- **Extrait choisi**
------

En tant que sociétés ou communautés globales, les Etats-nations ou les Eglises, historiquement établies, sont des organisations qui, notamment, traitent des intérêts géopolitiques propres, internes et externes au sein de chaque pays. Ce qui explique qu’ils "font, en sciences et praxis humaines, figure à la fois de causes et de motifs", de prétextes et d'alibis, ainsi que de buts et d'enjeux; ce qui n'est point incompatible avec le fait de croire ou de ne pas croire à l'origine divine des religions ou d’éprouver des sentiments patriotiques. Comme toute institution, les Etats comme les Eglises n'existent pas sans légitimité, c’est-à-dire sans l’appui d’un système d’idées ou de conviction justificatrice, qui peut conditionner le comportement individuel ou collectif. La production d’un tel système est sans doute l’intérêt évident des acteurs, des classes et des institutions, dominants ou non. Aussi devient-elle inéluctablement une facette de leurs stratégies politiques.

Et, toujours Thual de souligner que le nationalisme, ainsi que "les religions, même si nous ne les réduisons pas à des idéologies, ont pu donner naissance à des phénomènes idéologiques avec ou sans leur accord"; et d'insister " sur la nécessité de décrypter les imaginaires collectifs" pour faire progresser les analyses politiques et géopolitiques. Les religions "verrouillent et renforcent" très souvent, en termes historiques, "les clivages ethnico-nationaux". En fait, les représentations de type géopolitique regroupent les images et les idées que les groupes se font de leur situation et de celle de leurs voisins. "Une idéologie religieuse dans cette perspective est un réseau plus ou moins organisé de thèmes qui se situent en amont du comportement politique".

------

[Enregistrements d'un jeu d'annotation par points]

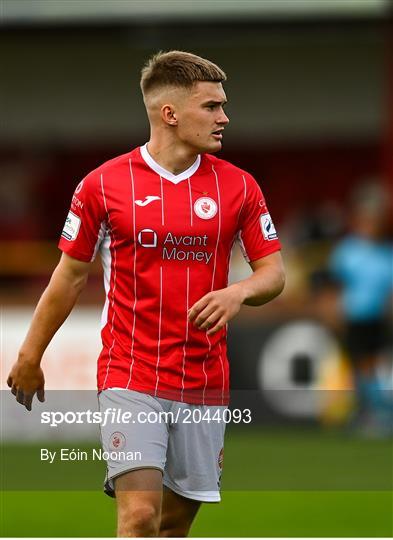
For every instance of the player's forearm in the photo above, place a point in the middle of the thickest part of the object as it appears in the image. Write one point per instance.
(52, 310)
(263, 285)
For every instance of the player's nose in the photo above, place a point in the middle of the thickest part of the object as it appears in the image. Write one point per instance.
(223, 118)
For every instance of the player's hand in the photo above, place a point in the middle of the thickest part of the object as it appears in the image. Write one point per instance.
(215, 309)
(25, 380)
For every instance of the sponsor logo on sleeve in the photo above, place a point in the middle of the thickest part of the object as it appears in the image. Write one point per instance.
(79, 187)
(268, 230)
(71, 226)
(147, 200)
(205, 207)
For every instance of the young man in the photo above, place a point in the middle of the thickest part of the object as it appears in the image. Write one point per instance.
(164, 217)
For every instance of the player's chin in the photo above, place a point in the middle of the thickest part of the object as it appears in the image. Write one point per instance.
(214, 146)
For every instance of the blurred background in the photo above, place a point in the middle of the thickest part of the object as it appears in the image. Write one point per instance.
(311, 109)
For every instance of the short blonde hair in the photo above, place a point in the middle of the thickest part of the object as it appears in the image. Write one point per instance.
(179, 69)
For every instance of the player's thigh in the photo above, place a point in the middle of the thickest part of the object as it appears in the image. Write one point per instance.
(133, 444)
(178, 513)
(195, 453)
(139, 501)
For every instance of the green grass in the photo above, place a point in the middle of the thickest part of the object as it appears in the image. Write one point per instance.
(76, 514)
(276, 483)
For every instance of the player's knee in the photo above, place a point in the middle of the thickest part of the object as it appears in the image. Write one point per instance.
(139, 521)
(177, 531)
(173, 528)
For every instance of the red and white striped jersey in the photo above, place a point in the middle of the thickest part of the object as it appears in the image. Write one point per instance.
(165, 241)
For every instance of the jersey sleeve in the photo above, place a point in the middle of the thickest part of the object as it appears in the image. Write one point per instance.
(85, 223)
(257, 235)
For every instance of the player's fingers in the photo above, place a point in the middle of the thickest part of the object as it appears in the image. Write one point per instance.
(210, 321)
(204, 315)
(20, 397)
(220, 324)
(27, 401)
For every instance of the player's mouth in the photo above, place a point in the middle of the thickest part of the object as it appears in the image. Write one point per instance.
(218, 134)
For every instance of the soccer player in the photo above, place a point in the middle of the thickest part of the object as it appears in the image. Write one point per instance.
(164, 218)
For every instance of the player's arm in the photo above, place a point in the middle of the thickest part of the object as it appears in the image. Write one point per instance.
(68, 279)
(216, 308)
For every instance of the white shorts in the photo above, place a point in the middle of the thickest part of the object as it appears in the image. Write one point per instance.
(144, 431)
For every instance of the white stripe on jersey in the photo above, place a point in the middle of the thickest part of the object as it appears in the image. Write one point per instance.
(213, 276)
(111, 233)
(135, 299)
(159, 334)
(190, 193)
(186, 338)
(106, 260)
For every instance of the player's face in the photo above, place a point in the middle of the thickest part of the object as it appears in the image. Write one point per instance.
(201, 117)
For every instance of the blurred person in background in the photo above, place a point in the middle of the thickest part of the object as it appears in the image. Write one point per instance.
(361, 264)
(164, 217)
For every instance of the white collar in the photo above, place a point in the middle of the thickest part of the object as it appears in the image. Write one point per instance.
(175, 178)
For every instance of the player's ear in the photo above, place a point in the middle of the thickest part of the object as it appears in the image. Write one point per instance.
(168, 115)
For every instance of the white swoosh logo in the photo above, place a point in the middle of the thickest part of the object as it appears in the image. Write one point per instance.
(148, 200)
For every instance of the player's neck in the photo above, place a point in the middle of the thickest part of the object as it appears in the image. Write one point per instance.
(171, 157)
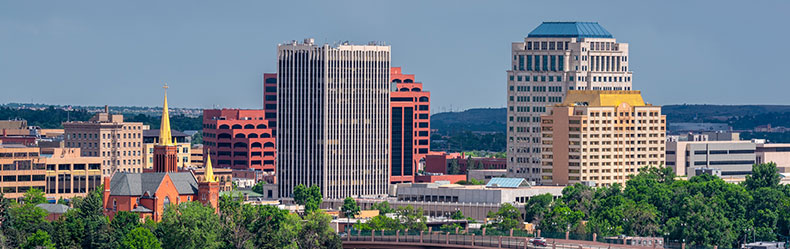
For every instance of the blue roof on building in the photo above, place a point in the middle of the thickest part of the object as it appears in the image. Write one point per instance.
(570, 30)
(499, 182)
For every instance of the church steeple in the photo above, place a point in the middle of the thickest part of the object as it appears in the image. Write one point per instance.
(209, 170)
(166, 152)
(165, 137)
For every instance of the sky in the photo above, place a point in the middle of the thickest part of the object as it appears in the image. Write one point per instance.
(214, 54)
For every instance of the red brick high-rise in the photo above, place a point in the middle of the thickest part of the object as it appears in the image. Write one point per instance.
(270, 98)
(410, 116)
(240, 139)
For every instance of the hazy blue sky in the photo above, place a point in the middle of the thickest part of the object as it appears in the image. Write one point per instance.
(120, 52)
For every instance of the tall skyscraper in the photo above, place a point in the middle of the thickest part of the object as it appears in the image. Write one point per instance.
(411, 126)
(554, 58)
(333, 114)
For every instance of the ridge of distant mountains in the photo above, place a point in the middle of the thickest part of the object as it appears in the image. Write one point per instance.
(740, 117)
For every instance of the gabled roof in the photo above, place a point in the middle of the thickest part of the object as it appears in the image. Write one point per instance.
(54, 208)
(141, 209)
(570, 30)
(599, 98)
(499, 182)
(136, 184)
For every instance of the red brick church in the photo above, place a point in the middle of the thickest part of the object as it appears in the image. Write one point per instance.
(149, 193)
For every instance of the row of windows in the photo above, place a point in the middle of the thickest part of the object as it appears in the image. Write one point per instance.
(104, 135)
(552, 45)
(526, 109)
(236, 126)
(552, 63)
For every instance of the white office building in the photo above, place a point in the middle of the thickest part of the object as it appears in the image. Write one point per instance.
(552, 59)
(333, 115)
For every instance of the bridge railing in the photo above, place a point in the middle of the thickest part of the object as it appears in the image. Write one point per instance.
(439, 237)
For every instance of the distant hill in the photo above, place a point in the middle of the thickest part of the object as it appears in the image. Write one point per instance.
(740, 117)
(475, 120)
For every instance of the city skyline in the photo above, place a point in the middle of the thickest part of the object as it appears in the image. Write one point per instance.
(199, 48)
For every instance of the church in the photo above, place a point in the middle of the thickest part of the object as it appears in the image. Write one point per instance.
(149, 193)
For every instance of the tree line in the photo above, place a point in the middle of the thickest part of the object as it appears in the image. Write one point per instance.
(186, 225)
(703, 210)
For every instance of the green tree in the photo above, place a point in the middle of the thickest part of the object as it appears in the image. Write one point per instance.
(310, 198)
(25, 219)
(34, 196)
(140, 238)
(411, 218)
(383, 207)
(258, 187)
(273, 227)
(506, 218)
(763, 175)
(39, 239)
(537, 207)
(350, 208)
(189, 225)
(316, 232)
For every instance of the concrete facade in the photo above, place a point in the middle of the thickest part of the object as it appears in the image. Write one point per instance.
(549, 62)
(333, 112)
(431, 192)
(732, 158)
(775, 153)
(117, 143)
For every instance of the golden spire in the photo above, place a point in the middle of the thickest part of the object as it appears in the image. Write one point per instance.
(165, 138)
(209, 169)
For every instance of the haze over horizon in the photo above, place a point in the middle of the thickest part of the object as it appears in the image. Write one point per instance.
(95, 53)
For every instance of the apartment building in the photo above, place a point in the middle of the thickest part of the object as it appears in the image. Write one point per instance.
(411, 126)
(107, 136)
(333, 105)
(600, 137)
(554, 58)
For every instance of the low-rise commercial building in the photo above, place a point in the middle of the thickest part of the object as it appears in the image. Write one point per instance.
(443, 162)
(731, 158)
(69, 174)
(59, 172)
(107, 136)
(22, 170)
(497, 191)
(485, 174)
(774, 153)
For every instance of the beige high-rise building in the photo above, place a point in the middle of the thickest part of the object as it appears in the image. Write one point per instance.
(554, 58)
(106, 135)
(601, 137)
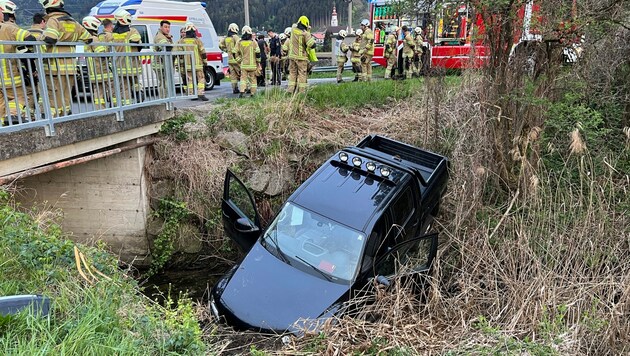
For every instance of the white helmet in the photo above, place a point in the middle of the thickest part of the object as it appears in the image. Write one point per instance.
(8, 7)
(233, 27)
(190, 27)
(91, 23)
(47, 4)
(122, 16)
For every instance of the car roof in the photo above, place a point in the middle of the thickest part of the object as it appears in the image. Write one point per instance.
(347, 194)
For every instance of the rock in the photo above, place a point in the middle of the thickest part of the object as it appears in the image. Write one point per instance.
(189, 239)
(235, 141)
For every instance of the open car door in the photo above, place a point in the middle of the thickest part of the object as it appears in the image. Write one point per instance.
(241, 221)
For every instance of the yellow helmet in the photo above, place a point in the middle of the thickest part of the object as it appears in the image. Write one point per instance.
(304, 21)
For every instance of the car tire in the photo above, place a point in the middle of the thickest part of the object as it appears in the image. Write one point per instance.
(210, 78)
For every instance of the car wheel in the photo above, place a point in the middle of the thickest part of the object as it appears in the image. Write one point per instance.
(209, 72)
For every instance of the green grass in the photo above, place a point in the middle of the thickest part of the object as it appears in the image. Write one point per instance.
(106, 317)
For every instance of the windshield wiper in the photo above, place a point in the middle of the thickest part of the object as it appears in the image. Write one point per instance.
(328, 277)
(281, 254)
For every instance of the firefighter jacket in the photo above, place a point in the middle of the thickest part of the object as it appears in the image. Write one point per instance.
(342, 52)
(391, 42)
(367, 42)
(98, 67)
(121, 37)
(247, 53)
(12, 68)
(198, 51)
(299, 44)
(61, 27)
(227, 45)
(355, 48)
(409, 46)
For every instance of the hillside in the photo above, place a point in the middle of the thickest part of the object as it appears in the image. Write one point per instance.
(276, 14)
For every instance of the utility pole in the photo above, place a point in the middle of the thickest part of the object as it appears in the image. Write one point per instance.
(246, 12)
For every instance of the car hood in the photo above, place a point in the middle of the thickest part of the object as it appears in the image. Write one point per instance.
(267, 294)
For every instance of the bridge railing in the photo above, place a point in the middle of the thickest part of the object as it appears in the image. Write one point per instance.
(45, 86)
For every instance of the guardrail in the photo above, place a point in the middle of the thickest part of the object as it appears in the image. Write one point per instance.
(45, 87)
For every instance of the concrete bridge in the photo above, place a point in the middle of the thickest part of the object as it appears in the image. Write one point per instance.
(93, 170)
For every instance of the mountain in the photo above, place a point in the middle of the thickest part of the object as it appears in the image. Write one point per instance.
(263, 14)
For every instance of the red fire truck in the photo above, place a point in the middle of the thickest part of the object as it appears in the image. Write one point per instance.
(453, 34)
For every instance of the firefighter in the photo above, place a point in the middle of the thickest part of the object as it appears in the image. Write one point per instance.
(60, 72)
(196, 46)
(227, 45)
(300, 43)
(98, 67)
(391, 53)
(367, 50)
(164, 39)
(342, 54)
(127, 68)
(417, 53)
(247, 54)
(408, 52)
(355, 59)
(13, 98)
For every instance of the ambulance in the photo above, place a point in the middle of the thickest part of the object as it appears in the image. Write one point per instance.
(146, 17)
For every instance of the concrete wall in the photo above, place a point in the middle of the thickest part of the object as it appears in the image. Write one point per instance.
(104, 199)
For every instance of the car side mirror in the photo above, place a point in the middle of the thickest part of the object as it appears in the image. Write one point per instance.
(382, 280)
(243, 225)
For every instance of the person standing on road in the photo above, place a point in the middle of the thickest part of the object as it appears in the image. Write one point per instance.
(300, 43)
(98, 68)
(164, 39)
(355, 59)
(391, 53)
(342, 54)
(247, 54)
(60, 72)
(264, 49)
(195, 45)
(367, 50)
(13, 98)
(127, 68)
(227, 45)
(275, 53)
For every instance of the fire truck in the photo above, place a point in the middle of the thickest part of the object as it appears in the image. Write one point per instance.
(453, 33)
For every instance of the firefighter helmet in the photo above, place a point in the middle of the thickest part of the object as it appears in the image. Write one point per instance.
(123, 17)
(48, 4)
(233, 27)
(190, 27)
(304, 21)
(8, 7)
(91, 23)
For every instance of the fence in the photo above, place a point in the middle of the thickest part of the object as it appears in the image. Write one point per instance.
(44, 87)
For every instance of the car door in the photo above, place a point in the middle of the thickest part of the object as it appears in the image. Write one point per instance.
(241, 221)
(409, 257)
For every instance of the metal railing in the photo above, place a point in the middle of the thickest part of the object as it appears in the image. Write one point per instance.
(45, 87)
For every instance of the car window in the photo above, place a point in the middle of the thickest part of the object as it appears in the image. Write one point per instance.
(312, 239)
(410, 256)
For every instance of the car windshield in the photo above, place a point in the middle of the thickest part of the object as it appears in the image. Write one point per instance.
(316, 241)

------

- **Consignes**
1 > D'après l'extrait choisi, quels clivages les religions « verrouillent et renforcent » très souvent ?
2 > Repérez chaque ligne des enregistrements contenant la chaîne « brick » et recopiez-la, en respectant la casse.
L'extrait et les enregistrements sont deux documents sans lien entre eux.

- **Réponses**
1 > Les clivages ethnico-nationaux.

2 >
For every instance of the red brick high-rise in the photo above, place a point in the middle of the thickest part of the object as it appears in the image. Write one point per instance.
For every instance of the red brick church in the photo above, place a point in the middle of the thickest part of the object as it appears in the image. Write one point per instance.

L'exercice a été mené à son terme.